Photo-based referring expression data:
※ ※ ※
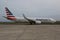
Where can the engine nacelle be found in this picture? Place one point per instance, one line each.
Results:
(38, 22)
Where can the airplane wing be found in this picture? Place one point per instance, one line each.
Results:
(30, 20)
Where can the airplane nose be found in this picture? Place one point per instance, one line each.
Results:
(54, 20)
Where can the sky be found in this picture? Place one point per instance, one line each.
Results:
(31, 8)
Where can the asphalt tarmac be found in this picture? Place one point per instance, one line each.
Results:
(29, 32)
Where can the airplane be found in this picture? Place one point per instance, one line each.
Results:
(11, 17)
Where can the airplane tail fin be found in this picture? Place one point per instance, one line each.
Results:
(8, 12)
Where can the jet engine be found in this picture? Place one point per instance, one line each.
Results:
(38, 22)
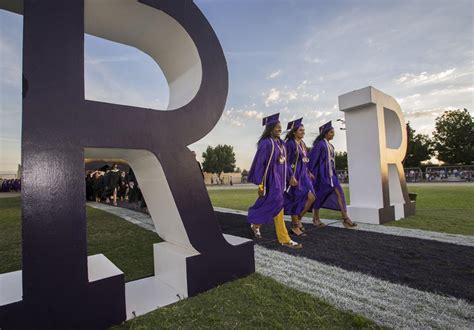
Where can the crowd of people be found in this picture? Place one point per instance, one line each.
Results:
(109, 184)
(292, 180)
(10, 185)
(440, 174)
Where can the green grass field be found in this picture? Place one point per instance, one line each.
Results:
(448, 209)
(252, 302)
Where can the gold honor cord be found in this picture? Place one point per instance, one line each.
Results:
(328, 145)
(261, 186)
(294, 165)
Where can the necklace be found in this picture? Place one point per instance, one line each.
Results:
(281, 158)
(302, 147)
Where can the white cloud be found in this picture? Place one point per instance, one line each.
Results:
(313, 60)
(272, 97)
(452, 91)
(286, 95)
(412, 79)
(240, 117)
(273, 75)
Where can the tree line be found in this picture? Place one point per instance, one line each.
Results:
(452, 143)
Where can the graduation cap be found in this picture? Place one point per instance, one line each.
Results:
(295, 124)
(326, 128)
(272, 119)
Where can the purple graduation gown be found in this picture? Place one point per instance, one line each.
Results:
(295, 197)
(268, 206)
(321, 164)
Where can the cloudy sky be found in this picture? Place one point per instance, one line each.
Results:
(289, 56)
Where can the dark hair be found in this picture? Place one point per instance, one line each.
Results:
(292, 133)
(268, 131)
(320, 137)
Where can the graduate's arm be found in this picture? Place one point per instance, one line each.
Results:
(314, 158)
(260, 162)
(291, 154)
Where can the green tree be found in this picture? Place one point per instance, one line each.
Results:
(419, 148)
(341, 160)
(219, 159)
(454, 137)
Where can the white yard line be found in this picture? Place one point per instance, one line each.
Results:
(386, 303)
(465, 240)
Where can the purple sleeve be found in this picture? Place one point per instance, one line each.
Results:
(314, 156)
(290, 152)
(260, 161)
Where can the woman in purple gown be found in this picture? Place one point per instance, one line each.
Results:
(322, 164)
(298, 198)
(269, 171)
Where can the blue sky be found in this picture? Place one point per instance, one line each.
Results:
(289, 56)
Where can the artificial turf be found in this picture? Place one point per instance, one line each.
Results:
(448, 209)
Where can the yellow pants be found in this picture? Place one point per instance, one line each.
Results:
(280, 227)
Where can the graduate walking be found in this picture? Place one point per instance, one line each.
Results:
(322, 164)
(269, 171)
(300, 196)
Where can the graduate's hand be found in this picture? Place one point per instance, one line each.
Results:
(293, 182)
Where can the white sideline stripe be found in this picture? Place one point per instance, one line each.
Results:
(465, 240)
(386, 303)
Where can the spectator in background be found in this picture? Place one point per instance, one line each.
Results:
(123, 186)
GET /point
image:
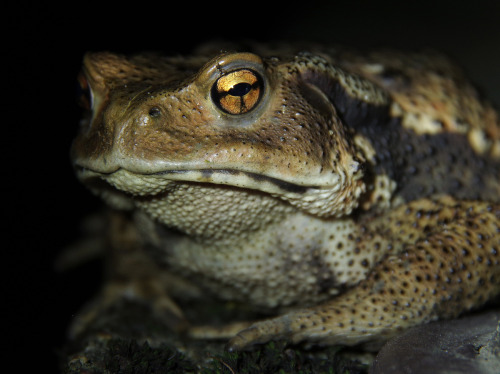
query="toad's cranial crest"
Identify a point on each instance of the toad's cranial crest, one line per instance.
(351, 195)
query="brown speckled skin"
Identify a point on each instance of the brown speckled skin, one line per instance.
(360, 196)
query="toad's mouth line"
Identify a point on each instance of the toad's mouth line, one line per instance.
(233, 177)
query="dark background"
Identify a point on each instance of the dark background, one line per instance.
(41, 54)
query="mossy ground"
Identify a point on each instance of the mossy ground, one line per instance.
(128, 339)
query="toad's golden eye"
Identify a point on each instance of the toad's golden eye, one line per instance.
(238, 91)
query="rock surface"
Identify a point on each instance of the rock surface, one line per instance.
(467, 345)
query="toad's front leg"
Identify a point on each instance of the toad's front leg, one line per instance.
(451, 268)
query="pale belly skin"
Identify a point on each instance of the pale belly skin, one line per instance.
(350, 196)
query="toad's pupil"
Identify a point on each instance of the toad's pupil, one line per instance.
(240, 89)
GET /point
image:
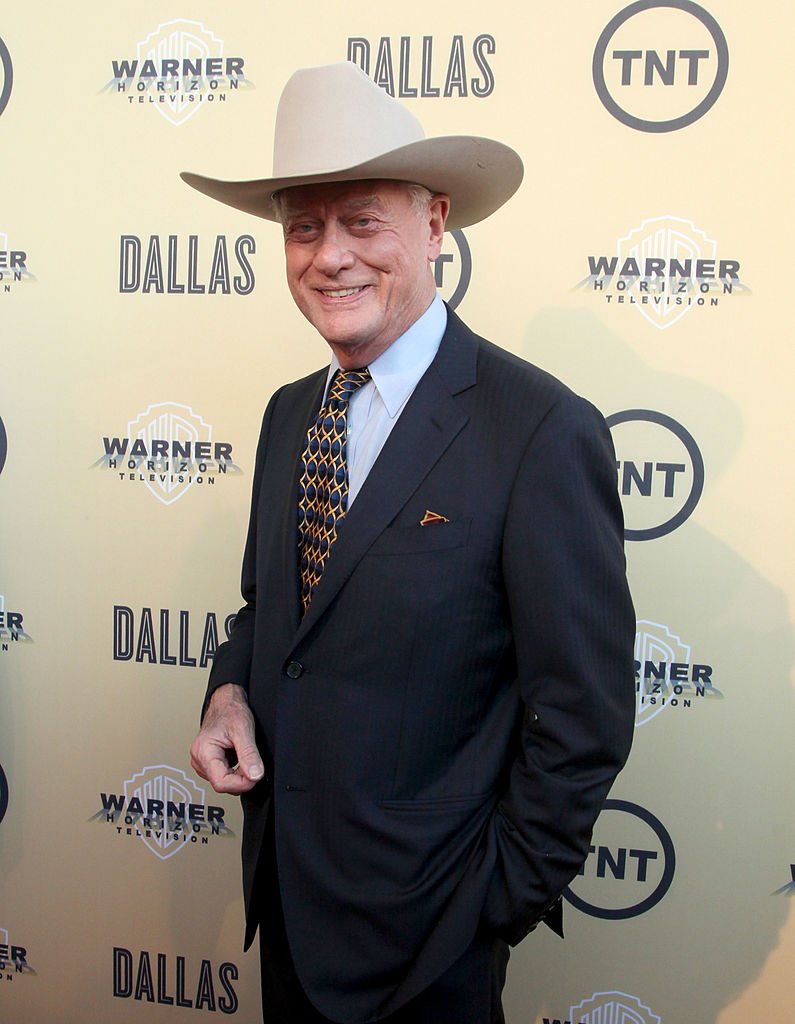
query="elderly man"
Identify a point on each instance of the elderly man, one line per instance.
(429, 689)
※ ※ ※
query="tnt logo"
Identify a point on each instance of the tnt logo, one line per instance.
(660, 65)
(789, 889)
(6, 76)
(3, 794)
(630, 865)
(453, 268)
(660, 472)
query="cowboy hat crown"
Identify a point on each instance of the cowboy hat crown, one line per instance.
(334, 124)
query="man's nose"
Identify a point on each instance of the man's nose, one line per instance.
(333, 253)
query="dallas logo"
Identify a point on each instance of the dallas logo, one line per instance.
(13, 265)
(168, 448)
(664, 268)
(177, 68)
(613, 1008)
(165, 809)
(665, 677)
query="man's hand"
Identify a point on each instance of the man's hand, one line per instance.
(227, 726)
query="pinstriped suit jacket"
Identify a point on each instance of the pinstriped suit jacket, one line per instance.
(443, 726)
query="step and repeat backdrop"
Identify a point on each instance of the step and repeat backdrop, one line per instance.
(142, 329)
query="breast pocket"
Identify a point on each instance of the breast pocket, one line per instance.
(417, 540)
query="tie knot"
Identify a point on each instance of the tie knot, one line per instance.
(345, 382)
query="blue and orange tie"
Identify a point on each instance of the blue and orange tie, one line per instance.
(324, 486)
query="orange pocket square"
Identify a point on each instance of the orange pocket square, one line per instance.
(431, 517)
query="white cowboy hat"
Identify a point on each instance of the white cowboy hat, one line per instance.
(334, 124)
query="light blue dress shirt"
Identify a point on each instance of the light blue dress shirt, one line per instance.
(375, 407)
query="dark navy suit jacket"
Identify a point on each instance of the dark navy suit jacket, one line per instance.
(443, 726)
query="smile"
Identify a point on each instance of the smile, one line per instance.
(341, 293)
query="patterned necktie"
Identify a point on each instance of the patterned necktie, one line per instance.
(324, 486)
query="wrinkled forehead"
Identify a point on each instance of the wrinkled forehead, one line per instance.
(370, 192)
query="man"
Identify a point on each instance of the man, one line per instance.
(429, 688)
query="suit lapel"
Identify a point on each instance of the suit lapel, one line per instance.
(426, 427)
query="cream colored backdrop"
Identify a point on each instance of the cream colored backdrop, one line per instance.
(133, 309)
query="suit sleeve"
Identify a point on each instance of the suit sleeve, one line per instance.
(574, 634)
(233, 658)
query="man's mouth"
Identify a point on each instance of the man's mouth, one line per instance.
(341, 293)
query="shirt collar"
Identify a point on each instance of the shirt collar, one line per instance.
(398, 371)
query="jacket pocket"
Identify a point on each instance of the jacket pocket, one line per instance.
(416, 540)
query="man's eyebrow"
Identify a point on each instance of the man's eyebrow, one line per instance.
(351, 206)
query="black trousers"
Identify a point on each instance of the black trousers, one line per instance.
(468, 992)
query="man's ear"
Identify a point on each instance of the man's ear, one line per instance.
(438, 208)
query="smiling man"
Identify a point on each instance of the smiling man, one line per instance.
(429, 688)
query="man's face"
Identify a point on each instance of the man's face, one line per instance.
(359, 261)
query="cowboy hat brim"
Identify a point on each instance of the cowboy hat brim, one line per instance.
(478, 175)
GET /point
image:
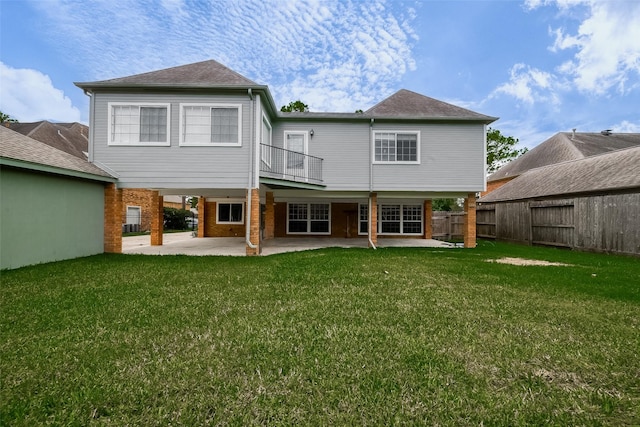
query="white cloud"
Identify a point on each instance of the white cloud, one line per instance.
※ ※ ※
Description of the task: After going through the entries, say how many lines contain the string "airplane". Nothing else belongs in the reply.

Answer space: 4